*Excerpt to read*.
BILL MOYERS: Lori Grinker is still following the people you saw in those photographs. And by the way, Fadi's brother Samir, who was shot in the face, is one of the few Iraqis who has been granted asylum in the U.S. His mother and nephew will arrive in March.

That's it for the Journal. Next week, a report from that other war — Afghanistan. I'm Bill Moyers.

Photojournalist Lori Grinker on Displaced Iraqis

February 15, 2008

According to the United Nations Commission on Refugees, more than 4.2 million Iraqis have left their homes. Of these, some 2.2 million Iraqis are displaced internally, while more than 2 million have fled to neighboring states. Photographer Lori Grinker traveled to Jordan to document the faces and stories of a number of refugees.

Facing the ravages of war is not new for Grinker. In 2002 Lori Grinker talked about her series After War on Now With Bill Moyers. For well over a decade she had been documenting the brutal aftermath of war. “I think that as an American, I never thought I would never experience war in my country. And I wanted to know about war from the perspective of these people.”

In 2004, Lori Grinker shared more of her indelible images of war. Taken aboard the USNS Comfort, a floating hospital that was stationed in the Gulf to treat coalition forces and injured Iraqis, her photos are a poignant and honest reminder of the deep human suffering of war. In her own words Grinker recounts the stories of her subjects, some of the more than 650 wounded that were treated aboard the ship and of the doctors and nurses who worked to salvage bodies and lives. Grinker says, “It’s quite upsetting to see what the war machine does to these human beings. And that’s what the pictures represent for me: the human cost of war.”

About Lori Grinker

Lori Grinker began her photographic career in 1981 while a student at Parsons School of Design when Inside Sports published her photo-essay about a young boxer as its cover story. During that time she met another young boxer, 13 year-old Mike Tyson, who she documented for the following decade. Since then, in addition to her reportage of events such as the destruction of the World Trade Center, she has delved into several long-term projects, and published two books: The Invisible Thread: A Portrait of Jewish American Women, and Afterwar: Veterans From A World In Conflict.

Published in major magazines, her work has earned international recognition, garnering a World Press Photo Foundation Prize, a W. Eugene Smith Memorial Fund fellowship, the Ernst Hass Grant, The Santa Fe Center for Photography Project Grant, and a Hasselblad Foundation Grant, among others. Her photographs have been exhibited in solo and group exhibitions around the world and are in many private and museum collections including: The International Center of Photography (ICP), The Jewish Museum in New York City, The Museum of Fine Arts, Houston, and The San Francisco Museum of Modern Art.

Between editorial assignments and personal projects, Grinker lectures, teaches workshops, and is on the faculty of the ICP in New York City. She is represented by the Nailya Alexander Gallery in New York and has been a member of Contact Press Images since 1988.

*Task to complete*.
Reproduce the passage of the Lori Grinker piece from "Published in major" to "Images since 1988.", word for word. The data after this piece has no connection to it.

*Extracted material*.
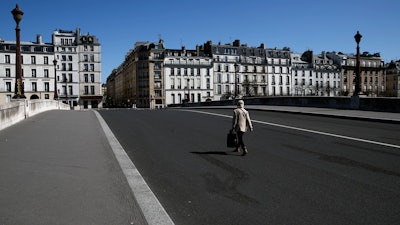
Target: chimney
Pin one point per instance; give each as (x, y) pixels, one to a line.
(39, 39)
(236, 43)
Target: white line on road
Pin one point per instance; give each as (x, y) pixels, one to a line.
(152, 209)
(306, 130)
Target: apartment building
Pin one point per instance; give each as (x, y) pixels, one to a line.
(372, 75)
(37, 70)
(242, 71)
(188, 76)
(315, 75)
(393, 79)
(279, 72)
(78, 68)
(76, 76)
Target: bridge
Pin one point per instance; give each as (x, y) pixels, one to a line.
(124, 166)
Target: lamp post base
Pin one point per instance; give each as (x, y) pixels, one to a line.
(19, 96)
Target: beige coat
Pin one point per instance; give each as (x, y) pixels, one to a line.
(241, 120)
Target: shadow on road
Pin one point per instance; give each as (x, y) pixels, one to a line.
(217, 153)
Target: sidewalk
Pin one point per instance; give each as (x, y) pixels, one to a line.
(58, 168)
(339, 113)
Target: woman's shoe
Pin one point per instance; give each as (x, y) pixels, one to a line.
(245, 151)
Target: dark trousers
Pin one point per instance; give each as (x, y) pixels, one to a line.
(240, 139)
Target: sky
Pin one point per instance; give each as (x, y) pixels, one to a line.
(301, 25)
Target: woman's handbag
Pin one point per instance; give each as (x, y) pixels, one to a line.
(231, 140)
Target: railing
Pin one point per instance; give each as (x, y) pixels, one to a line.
(18, 110)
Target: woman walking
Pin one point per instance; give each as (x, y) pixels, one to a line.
(240, 122)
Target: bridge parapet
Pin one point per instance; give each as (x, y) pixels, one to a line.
(18, 110)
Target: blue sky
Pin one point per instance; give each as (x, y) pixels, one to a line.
(301, 25)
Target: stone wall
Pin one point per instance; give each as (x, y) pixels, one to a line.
(353, 103)
(18, 110)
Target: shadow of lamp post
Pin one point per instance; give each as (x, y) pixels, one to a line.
(357, 89)
(19, 89)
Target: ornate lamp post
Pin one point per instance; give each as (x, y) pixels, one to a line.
(188, 80)
(357, 89)
(55, 79)
(19, 89)
(236, 80)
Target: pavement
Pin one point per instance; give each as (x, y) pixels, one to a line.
(66, 167)
(338, 113)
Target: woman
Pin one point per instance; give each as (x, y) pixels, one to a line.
(240, 122)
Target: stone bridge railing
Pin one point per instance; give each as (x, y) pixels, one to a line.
(19, 110)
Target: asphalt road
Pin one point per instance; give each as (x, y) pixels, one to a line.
(299, 170)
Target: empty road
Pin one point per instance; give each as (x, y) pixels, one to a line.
(300, 169)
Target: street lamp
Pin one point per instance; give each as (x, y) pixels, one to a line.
(19, 89)
(55, 79)
(357, 89)
(236, 80)
(188, 80)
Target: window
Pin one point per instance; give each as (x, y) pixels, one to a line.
(8, 72)
(34, 86)
(8, 86)
(46, 86)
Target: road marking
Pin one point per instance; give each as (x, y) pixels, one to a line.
(152, 209)
(306, 130)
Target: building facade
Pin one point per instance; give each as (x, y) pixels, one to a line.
(372, 75)
(153, 76)
(75, 78)
(78, 68)
(188, 76)
(315, 75)
(37, 70)
(393, 79)
(279, 72)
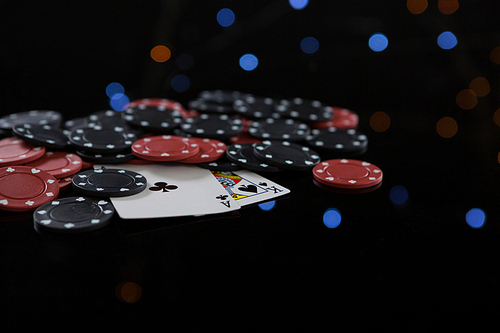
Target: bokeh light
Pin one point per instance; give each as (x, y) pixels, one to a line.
(266, 206)
(309, 45)
(398, 195)
(378, 42)
(249, 62)
(298, 4)
(447, 40)
(129, 292)
(495, 55)
(475, 218)
(184, 61)
(480, 86)
(448, 6)
(114, 88)
(447, 127)
(160, 53)
(332, 218)
(180, 83)
(225, 17)
(466, 99)
(119, 102)
(416, 6)
(496, 117)
(380, 121)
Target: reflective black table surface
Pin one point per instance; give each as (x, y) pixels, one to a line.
(418, 252)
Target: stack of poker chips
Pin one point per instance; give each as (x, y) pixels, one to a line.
(219, 130)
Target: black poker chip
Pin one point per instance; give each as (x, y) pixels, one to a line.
(256, 107)
(102, 140)
(213, 126)
(222, 164)
(286, 155)
(304, 110)
(279, 129)
(338, 140)
(243, 155)
(106, 158)
(42, 135)
(109, 182)
(37, 117)
(161, 118)
(75, 214)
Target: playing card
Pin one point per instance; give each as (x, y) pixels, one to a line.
(247, 187)
(174, 189)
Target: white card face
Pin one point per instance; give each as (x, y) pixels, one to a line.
(174, 189)
(247, 187)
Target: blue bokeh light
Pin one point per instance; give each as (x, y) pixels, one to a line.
(114, 88)
(475, 218)
(298, 4)
(309, 45)
(225, 17)
(332, 218)
(398, 194)
(180, 83)
(378, 42)
(447, 40)
(119, 102)
(249, 62)
(266, 206)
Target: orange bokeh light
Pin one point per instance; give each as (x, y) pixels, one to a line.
(446, 127)
(448, 6)
(160, 53)
(480, 86)
(466, 99)
(416, 6)
(380, 121)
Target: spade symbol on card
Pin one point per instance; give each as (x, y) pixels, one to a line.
(162, 186)
(248, 188)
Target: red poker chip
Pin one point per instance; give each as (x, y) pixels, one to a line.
(347, 173)
(65, 183)
(24, 188)
(210, 150)
(162, 148)
(15, 151)
(59, 164)
(341, 119)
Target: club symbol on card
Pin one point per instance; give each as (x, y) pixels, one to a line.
(164, 187)
(248, 188)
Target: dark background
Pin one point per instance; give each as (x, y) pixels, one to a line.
(412, 266)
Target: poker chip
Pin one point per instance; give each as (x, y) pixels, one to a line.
(210, 150)
(73, 215)
(222, 164)
(36, 117)
(347, 173)
(213, 126)
(15, 151)
(286, 155)
(341, 119)
(106, 158)
(256, 107)
(42, 135)
(102, 140)
(304, 110)
(161, 118)
(165, 148)
(346, 141)
(243, 155)
(24, 188)
(59, 164)
(279, 129)
(109, 182)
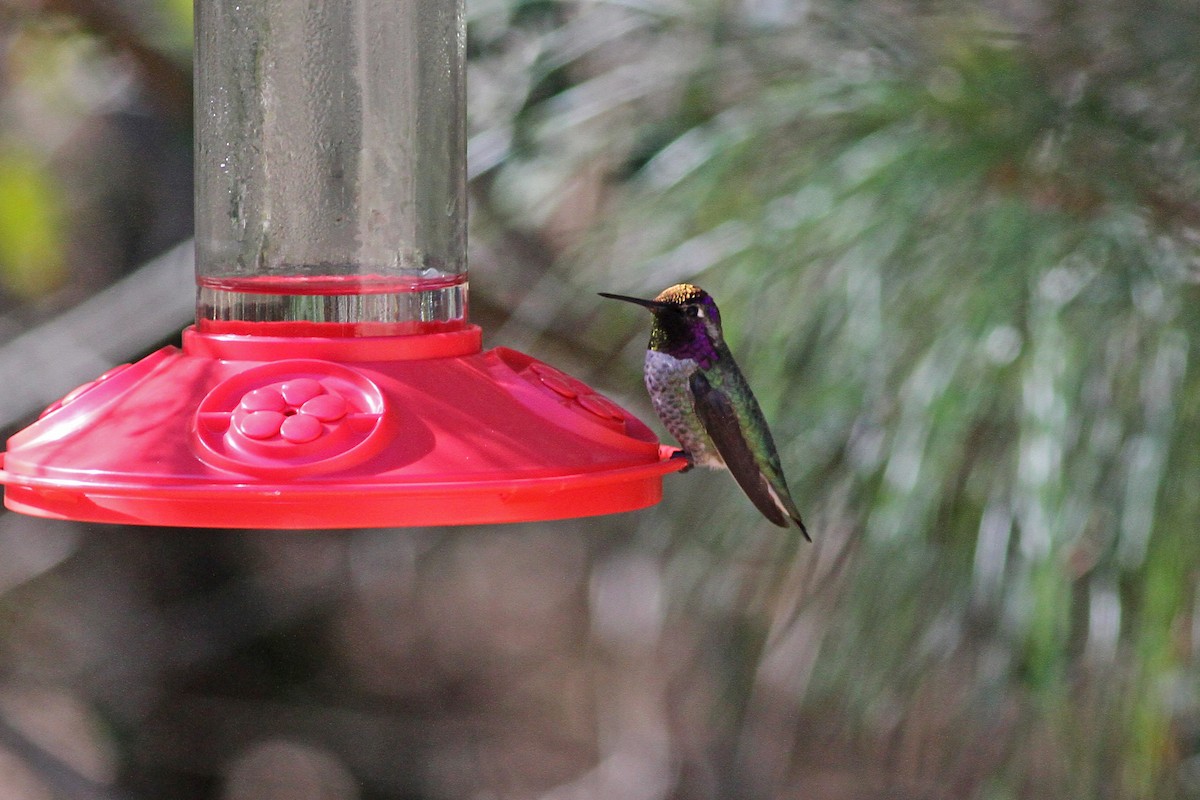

*Solution to this exercise*.
Published in major magazines, her work has earned international recognition, garnering a World Press Photo Foundation Prize, a W. Eugene Smith Memorial Fund fellowship, the Ernst Hass Grant, The Santa Fe Center for Photography Project Grant, and a Hasselblad Foundation Grant, among others. Her photographs have been exhibited in solo and group exhibitions around the world and are in many private and museum collections including: The International Center of Photography (ICP), The Jewish Museum in New York City, The Museum of Fine Arts, Houston, and The San Francisco Museum of Modern Art.

Between editorial assignments and personal projects, Grinker lectures, teaches workshops, and is on the faculty of the ICP in New York City. She is represented by the Nailya Alexander Gallery in New York and has been a member of Contact Press Images since 1988.